§ STATED EXERCISE
Copy the lines below verbatim, covering only the stretch from the line containing "TARGET: piano bench" through the end of the lines.
··· DATA PROVIDED
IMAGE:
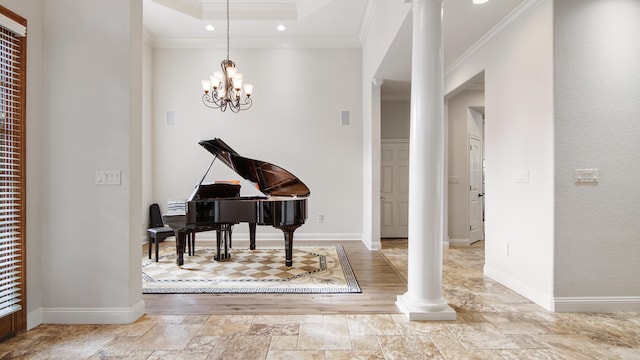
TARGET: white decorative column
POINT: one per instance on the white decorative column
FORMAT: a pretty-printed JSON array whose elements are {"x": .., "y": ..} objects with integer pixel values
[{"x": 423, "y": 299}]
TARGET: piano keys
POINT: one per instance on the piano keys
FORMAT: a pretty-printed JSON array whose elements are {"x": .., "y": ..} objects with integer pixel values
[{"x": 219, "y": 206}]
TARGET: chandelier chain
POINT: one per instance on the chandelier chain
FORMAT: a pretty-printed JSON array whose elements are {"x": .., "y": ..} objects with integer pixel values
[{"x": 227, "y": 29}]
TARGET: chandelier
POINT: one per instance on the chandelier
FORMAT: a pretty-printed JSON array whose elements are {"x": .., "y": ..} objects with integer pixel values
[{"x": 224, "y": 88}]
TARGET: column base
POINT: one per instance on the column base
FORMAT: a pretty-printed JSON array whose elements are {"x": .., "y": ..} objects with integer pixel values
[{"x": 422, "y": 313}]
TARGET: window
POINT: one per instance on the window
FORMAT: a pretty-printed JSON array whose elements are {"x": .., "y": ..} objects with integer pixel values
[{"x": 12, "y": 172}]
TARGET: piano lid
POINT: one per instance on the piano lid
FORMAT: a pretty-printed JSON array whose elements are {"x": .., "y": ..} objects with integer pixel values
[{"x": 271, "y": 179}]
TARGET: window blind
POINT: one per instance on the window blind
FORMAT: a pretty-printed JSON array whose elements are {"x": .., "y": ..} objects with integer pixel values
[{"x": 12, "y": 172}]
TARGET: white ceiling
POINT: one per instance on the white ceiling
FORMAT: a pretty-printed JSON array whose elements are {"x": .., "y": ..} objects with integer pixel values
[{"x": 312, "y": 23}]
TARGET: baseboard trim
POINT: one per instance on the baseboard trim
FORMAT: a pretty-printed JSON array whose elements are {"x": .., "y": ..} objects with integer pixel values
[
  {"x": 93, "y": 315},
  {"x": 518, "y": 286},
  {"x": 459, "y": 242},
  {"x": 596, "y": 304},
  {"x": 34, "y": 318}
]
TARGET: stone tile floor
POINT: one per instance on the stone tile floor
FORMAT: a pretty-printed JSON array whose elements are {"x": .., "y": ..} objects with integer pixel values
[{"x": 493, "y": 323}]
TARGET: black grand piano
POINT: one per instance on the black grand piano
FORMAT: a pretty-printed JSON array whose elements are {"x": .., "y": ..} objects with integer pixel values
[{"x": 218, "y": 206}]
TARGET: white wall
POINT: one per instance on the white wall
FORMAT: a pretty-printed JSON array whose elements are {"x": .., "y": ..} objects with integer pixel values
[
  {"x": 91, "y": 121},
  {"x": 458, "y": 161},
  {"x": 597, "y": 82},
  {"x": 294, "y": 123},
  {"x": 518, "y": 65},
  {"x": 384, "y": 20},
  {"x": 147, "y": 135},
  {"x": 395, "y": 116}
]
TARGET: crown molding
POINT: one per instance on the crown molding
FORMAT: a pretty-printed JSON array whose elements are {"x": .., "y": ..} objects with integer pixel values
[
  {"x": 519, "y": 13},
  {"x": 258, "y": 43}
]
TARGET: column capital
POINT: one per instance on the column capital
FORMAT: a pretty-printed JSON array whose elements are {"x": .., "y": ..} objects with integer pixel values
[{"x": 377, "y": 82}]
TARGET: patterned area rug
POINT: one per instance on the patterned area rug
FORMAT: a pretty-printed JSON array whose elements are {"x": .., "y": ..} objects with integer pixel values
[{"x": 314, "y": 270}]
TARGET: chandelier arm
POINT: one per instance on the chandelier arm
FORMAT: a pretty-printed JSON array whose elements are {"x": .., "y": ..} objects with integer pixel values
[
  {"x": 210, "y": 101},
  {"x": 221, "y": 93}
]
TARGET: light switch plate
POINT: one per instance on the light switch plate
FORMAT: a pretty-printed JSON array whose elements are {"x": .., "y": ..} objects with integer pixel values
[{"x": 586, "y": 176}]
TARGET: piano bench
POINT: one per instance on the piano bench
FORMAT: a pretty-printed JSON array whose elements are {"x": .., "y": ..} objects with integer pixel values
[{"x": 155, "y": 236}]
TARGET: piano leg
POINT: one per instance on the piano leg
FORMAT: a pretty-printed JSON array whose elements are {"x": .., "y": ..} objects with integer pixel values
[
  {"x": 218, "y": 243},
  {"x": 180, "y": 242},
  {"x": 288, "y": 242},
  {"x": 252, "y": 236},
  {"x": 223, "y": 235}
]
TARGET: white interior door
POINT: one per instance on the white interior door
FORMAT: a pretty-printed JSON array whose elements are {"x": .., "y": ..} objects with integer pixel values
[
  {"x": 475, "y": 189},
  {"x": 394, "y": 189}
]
······
§ RESULT FOR THIS EXERCISE
TARGET: piano bench
POINT: one per instance on the piano bench
FORMAT: a pretty-printed JSON array whose elements are {"x": .., "y": ..} objects with integer pixel values
[{"x": 155, "y": 236}]
TARGET: piano leg
POINT: one per instance on the piano leg
FORMAT: a pretty-printed JSON array whose elements are {"x": .., "y": ..} objects with integer pixel values
[
  {"x": 218, "y": 243},
  {"x": 180, "y": 242},
  {"x": 288, "y": 242},
  {"x": 252, "y": 236},
  {"x": 223, "y": 235}
]
TARGET: white interior door
POINT: one per instance on the white interior door
FORMAT: a pretty-printed JSON array whose elements are {"x": .., "y": ..} objects with integer pixel values
[
  {"x": 475, "y": 189},
  {"x": 394, "y": 189}
]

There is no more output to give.